Pick out each line of the records in which the word "face" appears.
....
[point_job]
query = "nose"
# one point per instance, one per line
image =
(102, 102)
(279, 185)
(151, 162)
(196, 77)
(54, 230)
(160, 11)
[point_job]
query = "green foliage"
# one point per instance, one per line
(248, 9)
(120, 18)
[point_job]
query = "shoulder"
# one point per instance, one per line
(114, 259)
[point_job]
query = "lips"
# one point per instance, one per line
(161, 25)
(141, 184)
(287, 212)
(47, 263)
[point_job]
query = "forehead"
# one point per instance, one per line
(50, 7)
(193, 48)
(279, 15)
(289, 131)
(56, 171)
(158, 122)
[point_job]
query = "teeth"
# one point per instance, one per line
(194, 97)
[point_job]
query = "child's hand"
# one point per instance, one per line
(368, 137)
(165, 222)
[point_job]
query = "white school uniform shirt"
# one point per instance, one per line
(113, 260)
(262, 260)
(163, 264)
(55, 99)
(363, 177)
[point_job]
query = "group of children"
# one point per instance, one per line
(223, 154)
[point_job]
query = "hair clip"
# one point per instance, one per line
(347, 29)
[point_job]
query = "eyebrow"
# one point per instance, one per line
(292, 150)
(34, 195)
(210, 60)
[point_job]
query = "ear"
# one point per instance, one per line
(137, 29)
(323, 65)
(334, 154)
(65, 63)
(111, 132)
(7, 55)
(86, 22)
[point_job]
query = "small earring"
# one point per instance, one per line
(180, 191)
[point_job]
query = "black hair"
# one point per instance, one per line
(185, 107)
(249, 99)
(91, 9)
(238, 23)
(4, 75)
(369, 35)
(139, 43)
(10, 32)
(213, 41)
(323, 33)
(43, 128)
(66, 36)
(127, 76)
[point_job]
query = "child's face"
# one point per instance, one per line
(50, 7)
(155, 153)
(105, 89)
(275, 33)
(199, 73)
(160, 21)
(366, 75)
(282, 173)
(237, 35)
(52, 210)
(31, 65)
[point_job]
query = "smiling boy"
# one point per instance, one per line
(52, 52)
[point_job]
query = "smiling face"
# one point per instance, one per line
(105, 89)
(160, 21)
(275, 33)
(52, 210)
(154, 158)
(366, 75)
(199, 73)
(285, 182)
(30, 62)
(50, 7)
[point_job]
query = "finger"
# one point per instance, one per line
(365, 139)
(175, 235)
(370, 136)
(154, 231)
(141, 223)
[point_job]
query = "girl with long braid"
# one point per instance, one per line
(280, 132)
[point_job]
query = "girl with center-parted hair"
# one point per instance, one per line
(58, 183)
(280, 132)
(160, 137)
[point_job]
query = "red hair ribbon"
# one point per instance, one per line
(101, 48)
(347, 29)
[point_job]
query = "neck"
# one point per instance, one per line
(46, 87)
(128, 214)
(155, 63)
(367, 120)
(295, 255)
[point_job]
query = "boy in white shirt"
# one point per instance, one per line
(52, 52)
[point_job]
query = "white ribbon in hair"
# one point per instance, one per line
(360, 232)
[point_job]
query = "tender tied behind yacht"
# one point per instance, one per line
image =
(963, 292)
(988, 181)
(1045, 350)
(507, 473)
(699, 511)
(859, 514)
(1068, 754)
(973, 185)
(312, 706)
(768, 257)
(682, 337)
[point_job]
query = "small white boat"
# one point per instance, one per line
....
WRITTEN ANSWER:
query = "child's face"
query = "smiling face"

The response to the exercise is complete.